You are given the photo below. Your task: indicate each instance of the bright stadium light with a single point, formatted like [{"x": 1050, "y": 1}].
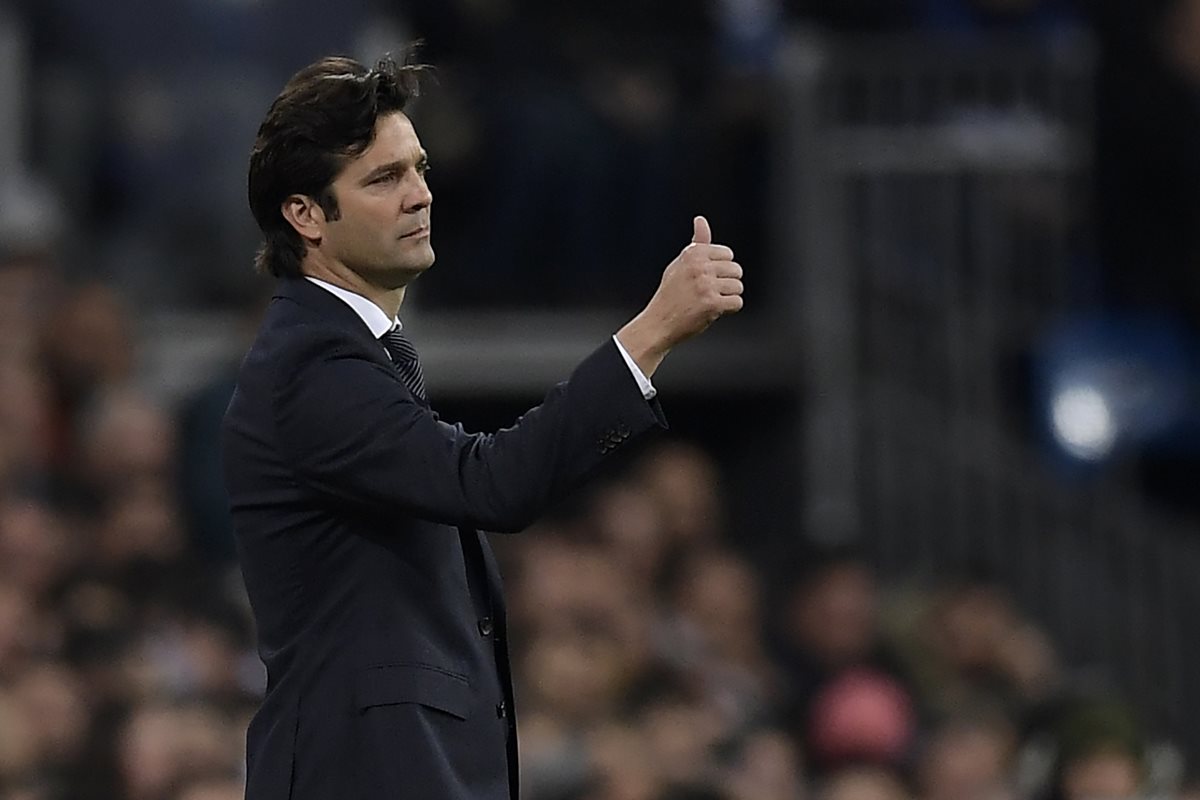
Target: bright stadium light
[{"x": 1083, "y": 421}]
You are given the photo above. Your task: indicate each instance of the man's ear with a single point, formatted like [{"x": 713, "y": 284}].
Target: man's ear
[{"x": 306, "y": 216}]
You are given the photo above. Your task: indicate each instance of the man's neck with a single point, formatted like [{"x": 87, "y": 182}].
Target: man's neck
[{"x": 389, "y": 300}]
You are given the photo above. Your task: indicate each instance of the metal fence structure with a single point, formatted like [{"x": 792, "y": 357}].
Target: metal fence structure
[{"x": 937, "y": 200}]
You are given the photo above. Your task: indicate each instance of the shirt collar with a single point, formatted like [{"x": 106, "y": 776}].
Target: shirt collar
[{"x": 371, "y": 314}]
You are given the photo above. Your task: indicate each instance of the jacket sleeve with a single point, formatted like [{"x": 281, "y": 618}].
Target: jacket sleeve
[{"x": 354, "y": 433}]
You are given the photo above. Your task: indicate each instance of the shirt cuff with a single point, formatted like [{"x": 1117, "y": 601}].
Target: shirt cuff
[{"x": 643, "y": 383}]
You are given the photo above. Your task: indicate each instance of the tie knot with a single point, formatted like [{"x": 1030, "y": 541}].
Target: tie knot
[{"x": 405, "y": 359}]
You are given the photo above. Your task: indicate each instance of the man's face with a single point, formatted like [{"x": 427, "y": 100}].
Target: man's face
[{"x": 383, "y": 232}]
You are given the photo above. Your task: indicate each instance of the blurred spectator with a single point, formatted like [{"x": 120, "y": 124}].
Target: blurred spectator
[
  {"x": 828, "y": 638},
  {"x": 967, "y": 644},
  {"x": 861, "y": 716},
  {"x": 1101, "y": 752},
  {"x": 969, "y": 758},
  {"x": 684, "y": 483},
  {"x": 862, "y": 783},
  {"x": 768, "y": 768}
]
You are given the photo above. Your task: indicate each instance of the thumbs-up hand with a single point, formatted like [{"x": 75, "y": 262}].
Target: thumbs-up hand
[{"x": 700, "y": 286}]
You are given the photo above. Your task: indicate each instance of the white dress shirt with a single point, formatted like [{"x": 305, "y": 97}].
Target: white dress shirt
[{"x": 379, "y": 324}]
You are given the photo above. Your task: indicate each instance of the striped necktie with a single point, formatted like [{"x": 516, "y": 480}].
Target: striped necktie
[{"x": 405, "y": 359}]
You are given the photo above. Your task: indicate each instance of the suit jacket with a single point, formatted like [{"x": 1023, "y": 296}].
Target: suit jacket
[{"x": 377, "y": 601}]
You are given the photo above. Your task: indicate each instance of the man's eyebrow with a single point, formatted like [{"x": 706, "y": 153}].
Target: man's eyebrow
[{"x": 393, "y": 166}]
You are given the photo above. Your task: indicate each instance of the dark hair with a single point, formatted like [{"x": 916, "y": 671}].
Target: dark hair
[{"x": 324, "y": 116}]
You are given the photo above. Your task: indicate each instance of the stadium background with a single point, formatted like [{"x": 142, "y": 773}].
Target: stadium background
[{"x": 925, "y": 524}]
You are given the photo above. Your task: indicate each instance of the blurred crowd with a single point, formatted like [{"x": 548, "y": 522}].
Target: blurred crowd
[{"x": 655, "y": 659}]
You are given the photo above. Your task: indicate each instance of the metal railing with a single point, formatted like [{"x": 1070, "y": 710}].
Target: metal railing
[{"x": 939, "y": 194}]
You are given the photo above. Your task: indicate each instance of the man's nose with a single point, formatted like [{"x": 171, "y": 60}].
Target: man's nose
[{"x": 420, "y": 197}]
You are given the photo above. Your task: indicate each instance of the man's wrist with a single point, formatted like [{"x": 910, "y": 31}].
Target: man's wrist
[{"x": 643, "y": 343}]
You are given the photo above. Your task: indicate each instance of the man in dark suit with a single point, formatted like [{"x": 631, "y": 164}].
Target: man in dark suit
[{"x": 357, "y": 510}]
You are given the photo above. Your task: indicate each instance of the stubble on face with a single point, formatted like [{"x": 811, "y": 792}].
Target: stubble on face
[{"x": 383, "y": 232}]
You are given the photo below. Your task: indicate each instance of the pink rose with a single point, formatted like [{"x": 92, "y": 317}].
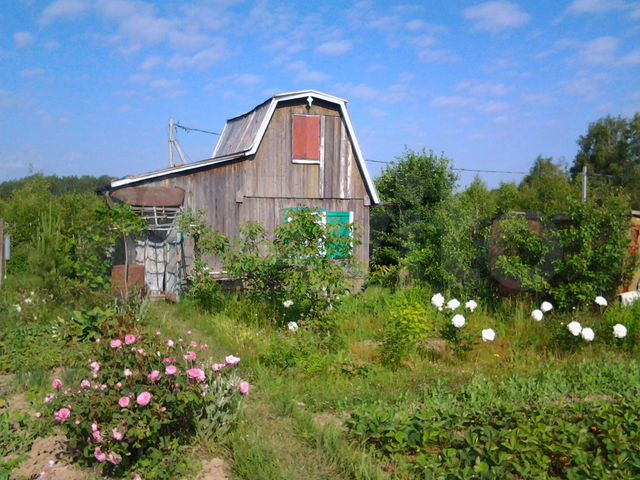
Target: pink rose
[
  {"x": 143, "y": 399},
  {"x": 101, "y": 457},
  {"x": 196, "y": 374},
  {"x": 231, "y": 360},
  {"x": 117, "y": 436},
  {"x": 62, "y": 415},
  {"x": 244, "y": 388}
]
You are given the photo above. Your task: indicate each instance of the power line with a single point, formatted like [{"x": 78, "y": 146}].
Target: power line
[{"x": 461, "y": 169}]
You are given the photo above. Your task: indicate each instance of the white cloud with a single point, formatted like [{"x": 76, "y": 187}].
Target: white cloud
[
  {"x": 64, "y": 10},
  {"x": 451, "y": 101},
  {"x": 495, "y": 17},
  {"x": 581, "y": 7},
  {"x": 23, "y": 39},
  {"x": 304, "y": 74},
  {"x": 203, "y": 59},
  {"x": 483, "y": 88},
  {"x": 601, "y": 51},
  {"x": 334, "y": 48},
  {"x": 32, "y": 72}
]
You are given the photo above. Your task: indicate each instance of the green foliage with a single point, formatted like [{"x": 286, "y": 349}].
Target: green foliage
[
  {"x": 196, "y": 401},
  {"x": 294, "y": 273},
  {"x": 610, "y": 147},
  {"x": 412, "y": 186},
  {"x": 572, "y": 423},
  {"x": 406, "y": 327}
]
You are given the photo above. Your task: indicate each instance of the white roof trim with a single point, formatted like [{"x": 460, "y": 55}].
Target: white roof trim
[{"x": 375, "y": 199}]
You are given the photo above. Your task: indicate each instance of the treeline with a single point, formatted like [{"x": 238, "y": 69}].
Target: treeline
[{"x": 57, "y": 185}]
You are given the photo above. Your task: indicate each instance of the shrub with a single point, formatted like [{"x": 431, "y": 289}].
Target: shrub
[{"x": 142, "y": 399}]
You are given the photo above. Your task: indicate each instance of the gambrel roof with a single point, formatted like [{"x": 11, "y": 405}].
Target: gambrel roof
[{"x": 242, "y": 135}]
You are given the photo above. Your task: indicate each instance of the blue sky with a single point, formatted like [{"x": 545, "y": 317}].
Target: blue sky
[{"x": 88, "y": 87}]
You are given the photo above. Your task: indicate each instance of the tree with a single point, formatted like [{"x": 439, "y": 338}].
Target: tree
[
  {"x": 611, "y": 147},
  {"x": 411, "y": 188}
]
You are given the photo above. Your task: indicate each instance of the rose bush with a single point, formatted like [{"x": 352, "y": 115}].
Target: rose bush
[{"x": 144, "y": 395}]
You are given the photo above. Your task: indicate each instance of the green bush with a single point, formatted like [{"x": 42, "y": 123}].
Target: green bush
[{"x": 131, "y": 408}]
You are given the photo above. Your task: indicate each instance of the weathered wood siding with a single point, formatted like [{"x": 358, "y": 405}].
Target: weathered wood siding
[{"x": 258, "y": 189}]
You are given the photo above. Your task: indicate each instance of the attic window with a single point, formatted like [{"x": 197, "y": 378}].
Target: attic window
[{"x": 306, "y": 139}]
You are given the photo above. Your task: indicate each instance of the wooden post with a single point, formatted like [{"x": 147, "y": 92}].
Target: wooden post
[{"x": 2, "y": 262}]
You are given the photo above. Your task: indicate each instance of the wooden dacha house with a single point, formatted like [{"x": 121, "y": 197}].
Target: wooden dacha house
[{"x": 294, "y": 150}]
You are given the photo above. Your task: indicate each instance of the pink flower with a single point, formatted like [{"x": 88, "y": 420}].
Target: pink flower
[
  {"x": 101, "y": 457},
  {"x": 231, "y": 360},
  {"x": 244, "y": 388},
  {"x": 117, "y": 436},
  {"x": 196, "y": 374},
  {"x": 62, "y": 415},
  {"x": 143, "y": 399}
]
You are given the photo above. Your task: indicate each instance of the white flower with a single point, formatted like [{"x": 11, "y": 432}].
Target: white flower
[
  {"x": 458, "y": 321},
  {"x": 471, "y": 305},
  {"x": 575, "y": 328},
  {"x": 488, "y": 335},
  {"x": 601, "y": 301},
  {"x": 588, "y": 334},
  {"x": 453, "y": 304},
  {"x": 619, "y": 330},
  {"x": 437, "y": 301}
]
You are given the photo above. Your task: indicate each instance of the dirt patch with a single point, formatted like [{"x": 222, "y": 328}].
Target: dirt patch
[
  {"x": 213, "y": 469},
  {"x": 48, "y": 459}
]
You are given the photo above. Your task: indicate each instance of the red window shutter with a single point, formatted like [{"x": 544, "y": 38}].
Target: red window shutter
[{"x": 306, "y": 137}]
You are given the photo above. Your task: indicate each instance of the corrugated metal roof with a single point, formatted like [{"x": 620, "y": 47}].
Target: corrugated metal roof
[
  {"x": 242, "y": 135},
  {"x": 240, "y": 132}
]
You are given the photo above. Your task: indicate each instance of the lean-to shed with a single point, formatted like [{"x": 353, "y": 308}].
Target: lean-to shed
[{"x": 294, "y": 150}]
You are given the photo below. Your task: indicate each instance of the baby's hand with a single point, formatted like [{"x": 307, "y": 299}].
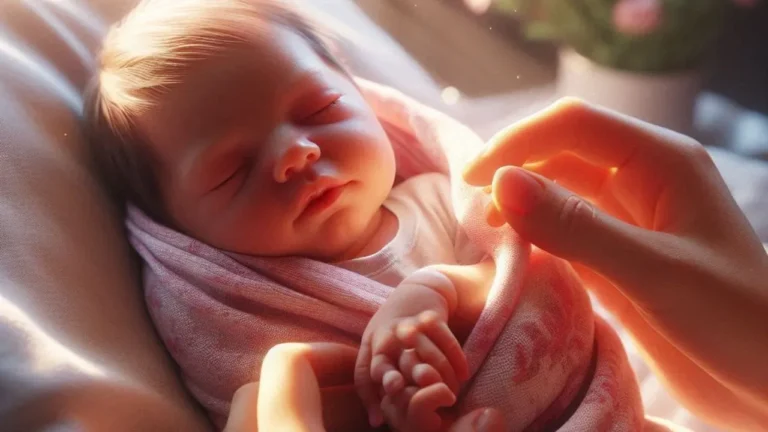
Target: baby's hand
[
  {"x": 408, "y": 345},
  {"x": 416, "y": 350}
]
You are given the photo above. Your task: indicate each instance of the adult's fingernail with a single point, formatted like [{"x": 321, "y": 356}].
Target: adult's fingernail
[
  {"x": 375, "y": 419},
  {"x": 516, "y": 191}
]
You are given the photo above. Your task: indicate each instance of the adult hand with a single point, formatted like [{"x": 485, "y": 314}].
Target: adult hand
[{"x": 651, "y": 227}]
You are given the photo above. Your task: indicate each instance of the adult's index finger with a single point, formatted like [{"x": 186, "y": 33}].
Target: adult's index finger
[{"x": 600, "y": 136}]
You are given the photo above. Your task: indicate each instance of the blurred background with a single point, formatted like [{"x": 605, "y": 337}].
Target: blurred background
[{"x": 697, "y": 66}]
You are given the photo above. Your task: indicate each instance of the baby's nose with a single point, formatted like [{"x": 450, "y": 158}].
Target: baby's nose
[{"x": 297, "y": 158}]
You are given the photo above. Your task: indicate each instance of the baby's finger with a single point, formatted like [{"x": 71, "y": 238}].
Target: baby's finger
[
  {"x": 424, "y": 404},
  {"x": 381, "y": 365},
  {"x": 441, "y": 335},
  {"x": 415, "y": 371},
  {"x": 427, "y": 351},
  {"x": 395, "y": 408},
  {"x": 365, "y": 386}
]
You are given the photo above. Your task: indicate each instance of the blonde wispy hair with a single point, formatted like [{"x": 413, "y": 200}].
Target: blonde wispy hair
[{"x": 145, "y": 55}]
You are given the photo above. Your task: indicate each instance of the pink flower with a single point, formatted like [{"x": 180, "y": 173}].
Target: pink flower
[
  {"x": 637, "y": 17},
  {"x": 478, "y": 7}
]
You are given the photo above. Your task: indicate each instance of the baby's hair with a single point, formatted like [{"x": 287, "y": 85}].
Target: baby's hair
[{"x": 145, "y": 55}]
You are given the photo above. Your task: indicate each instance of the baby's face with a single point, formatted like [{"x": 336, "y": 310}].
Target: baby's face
[{"x": 270, "y": 151}]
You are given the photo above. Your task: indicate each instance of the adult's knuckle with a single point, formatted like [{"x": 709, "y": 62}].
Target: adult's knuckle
[{"x": 575, "y": 213}]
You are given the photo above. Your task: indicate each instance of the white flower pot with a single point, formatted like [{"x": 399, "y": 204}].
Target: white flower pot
[{"x": 665, "y": 99}]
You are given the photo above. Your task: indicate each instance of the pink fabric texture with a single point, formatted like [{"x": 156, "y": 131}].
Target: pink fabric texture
[{"x": 538, "y": 351}]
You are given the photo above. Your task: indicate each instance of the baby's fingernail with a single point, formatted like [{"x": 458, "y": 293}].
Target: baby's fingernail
[
  {"x": 517, "y": 191},
  {"x": 484, "y": 421},
  {"x": 493, "y": 217}
]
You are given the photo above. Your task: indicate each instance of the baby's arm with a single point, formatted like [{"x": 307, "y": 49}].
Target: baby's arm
[
  {"x": 427, "y": 312},
  {"x": 294, "y": 376}
]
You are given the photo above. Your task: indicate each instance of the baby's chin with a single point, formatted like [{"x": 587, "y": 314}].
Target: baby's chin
[{"x": 343, "y": 236}]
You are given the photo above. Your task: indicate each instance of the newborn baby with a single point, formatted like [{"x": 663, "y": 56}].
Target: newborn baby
[{"x": 231, "y": 123}]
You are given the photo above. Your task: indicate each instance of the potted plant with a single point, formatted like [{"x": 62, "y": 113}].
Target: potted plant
[{"x": 642, "y": 57}]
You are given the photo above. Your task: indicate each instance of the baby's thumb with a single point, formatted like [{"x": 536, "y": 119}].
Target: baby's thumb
[{"x": 565, "y": 224}]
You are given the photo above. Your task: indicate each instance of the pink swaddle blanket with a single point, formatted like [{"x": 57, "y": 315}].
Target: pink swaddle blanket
[{"x": 538, "y": 352}]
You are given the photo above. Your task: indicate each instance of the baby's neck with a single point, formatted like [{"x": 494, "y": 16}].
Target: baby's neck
[{"x": 380, "y": 232}]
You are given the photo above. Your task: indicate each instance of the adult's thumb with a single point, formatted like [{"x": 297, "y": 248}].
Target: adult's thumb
[{"x": 568, "y": 226}]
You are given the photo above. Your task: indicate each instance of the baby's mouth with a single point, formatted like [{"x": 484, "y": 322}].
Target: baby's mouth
[{"x": 321, "y": 197}]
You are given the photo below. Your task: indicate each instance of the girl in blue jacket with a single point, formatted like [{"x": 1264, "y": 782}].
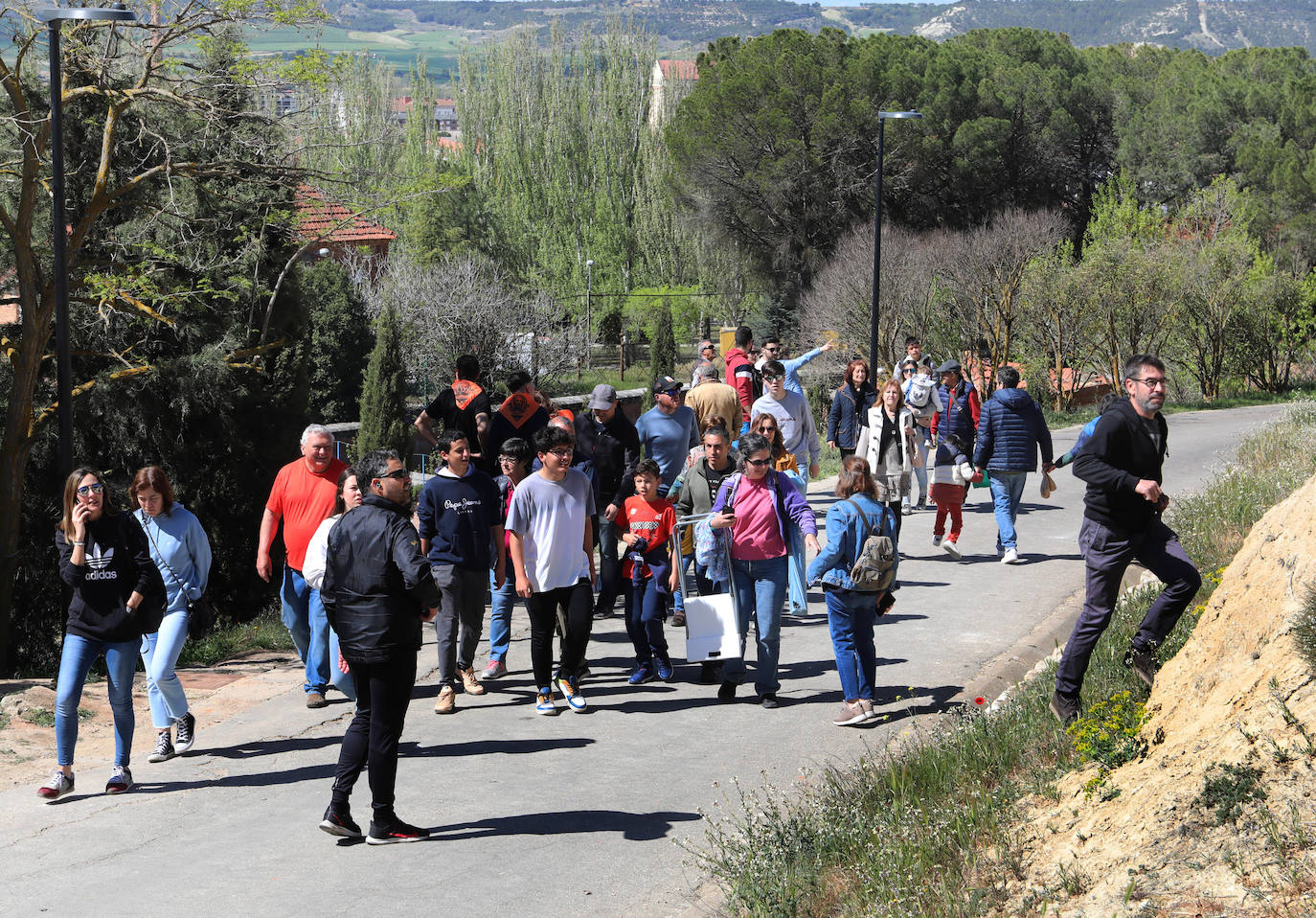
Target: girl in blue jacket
[{"x": 851, "y": 614}]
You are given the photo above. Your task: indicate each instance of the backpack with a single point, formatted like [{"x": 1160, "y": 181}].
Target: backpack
[
  {"x": 874, "y": 566},
  {"x": 919, "y": 397}
]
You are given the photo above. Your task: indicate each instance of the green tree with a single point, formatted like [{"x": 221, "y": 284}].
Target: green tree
[
  {"x": 338, "y": 333},
  {"x": 383, "y": 400}
]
########################################
(Set exercise):
Reproduce the lines from the one containing "the green tree" through the final line, both included and requests included, adding 132 to every coordinate in the answers.

(Task output):
You are given the photo above. Your task: indicate each instance of the green tree with a single point, formatted like [{"x": 221, "y": 284}].
Target: green tree
[
  {"x": 470, "y": 465},
  {"x": 515, "y": 532}
]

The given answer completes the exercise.